***** Excerpt provided

Menu

strncat crash in cmd_ln.c

Help
Halle
2011-05-18
2012-09-22
  • Halle

    Halle - 2011-05-18

    Hi Nickolay,

    I'm dealing with a weird bug resulting (I think) from the interaction between
    a Sphinxbase 0.6.1 command line string function and the fact that the
    directory names on the iPhone are dynamic (that is, they are based on where
    the OS chooses to put the app sandbox and not fixed or known to the developer
    the way that an OS directory like /bin would be -- the enclosing directory
    name for an app is randomly-assigned, fairly lengthy, and that name is
    returned to the app programmatically if needed).

    The background is that I am testing the upcoming version of OpenEars on an
    iPhone 1G, and it used to work perfectly, and then beginning yesterday it
    started to invariably crash on the same line in cmd_ln.c. I uninstalled and
    rebooted and rolled back to an old version that was known-working, and that
    version crashed. And, in fact, every version now crashes on this same line
    going all the way back. Very weird.

    Today, after spending some time trying to figure why an app would be crashing
    on some string code when the same code was non-crashing a day or a month ago,
    I think I figured out that the crashing could be because of whatever iOS has
    started to name my app directories, which is perhaps longer or perhaps has an
    undesirable character versus whatever the install directory name was back when
    it was working, and which is out of my control. I was hoping you could help me
    solve this riddle.

**********
***** Dataset entries

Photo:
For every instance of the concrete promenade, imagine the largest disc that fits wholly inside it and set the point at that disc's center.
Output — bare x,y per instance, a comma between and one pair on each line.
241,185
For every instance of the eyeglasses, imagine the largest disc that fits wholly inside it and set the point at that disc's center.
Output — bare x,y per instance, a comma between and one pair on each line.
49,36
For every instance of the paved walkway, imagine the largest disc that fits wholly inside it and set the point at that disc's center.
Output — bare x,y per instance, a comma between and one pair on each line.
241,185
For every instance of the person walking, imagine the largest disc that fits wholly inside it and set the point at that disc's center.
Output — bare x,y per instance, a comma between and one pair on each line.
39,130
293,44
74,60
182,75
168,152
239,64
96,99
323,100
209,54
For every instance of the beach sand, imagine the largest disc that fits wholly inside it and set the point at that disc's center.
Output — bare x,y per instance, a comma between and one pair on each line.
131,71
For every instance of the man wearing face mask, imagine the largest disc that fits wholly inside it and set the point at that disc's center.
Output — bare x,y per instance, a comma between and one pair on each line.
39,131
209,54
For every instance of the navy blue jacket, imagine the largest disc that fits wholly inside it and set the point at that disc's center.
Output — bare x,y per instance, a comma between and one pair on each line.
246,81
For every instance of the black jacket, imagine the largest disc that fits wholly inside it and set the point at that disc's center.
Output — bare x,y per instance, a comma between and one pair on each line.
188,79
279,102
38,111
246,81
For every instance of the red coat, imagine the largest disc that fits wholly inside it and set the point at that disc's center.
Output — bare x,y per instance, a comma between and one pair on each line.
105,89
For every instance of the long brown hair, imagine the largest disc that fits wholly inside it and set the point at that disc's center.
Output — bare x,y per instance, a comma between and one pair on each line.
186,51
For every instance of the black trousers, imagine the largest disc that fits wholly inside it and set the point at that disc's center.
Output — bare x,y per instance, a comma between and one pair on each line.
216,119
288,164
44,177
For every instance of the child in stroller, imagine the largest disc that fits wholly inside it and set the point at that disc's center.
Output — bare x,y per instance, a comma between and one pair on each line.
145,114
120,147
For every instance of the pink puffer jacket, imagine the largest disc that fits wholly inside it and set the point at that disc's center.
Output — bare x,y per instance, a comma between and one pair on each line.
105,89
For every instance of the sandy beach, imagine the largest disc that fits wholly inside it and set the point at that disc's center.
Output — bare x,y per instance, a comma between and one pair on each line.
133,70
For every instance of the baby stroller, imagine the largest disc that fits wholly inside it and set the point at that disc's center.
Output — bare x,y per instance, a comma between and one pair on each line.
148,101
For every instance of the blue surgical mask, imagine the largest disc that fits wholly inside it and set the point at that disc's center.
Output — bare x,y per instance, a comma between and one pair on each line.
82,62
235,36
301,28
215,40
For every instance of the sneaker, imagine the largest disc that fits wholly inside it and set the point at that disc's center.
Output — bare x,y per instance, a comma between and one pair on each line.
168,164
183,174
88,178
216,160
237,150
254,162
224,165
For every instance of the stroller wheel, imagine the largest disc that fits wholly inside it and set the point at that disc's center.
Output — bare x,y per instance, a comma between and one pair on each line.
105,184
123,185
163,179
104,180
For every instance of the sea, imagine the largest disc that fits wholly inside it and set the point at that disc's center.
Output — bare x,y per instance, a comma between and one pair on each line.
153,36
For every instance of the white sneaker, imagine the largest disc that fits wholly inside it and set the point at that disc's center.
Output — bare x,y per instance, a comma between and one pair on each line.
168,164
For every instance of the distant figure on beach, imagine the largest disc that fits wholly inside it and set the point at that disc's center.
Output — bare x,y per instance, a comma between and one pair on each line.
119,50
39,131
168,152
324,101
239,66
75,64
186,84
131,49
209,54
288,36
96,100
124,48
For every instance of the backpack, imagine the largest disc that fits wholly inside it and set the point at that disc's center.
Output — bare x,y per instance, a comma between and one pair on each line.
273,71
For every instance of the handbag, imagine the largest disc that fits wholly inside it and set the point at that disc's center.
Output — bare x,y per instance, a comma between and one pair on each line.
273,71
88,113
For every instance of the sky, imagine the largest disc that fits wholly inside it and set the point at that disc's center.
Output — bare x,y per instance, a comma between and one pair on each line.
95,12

**********

● What is needed:
Please answer these questions from the forum post about the strncat crash, one answer per line:
1. Which version of Sphinxbase does the poster mention?
2. On what device is the upcoming version of OpenEars being tested?
3. In which file does the crash keep happening?

● Answer to the problem:
1. Sphinxbase 0.6.1
2. An iPhone 1G
3. cmd_ln.c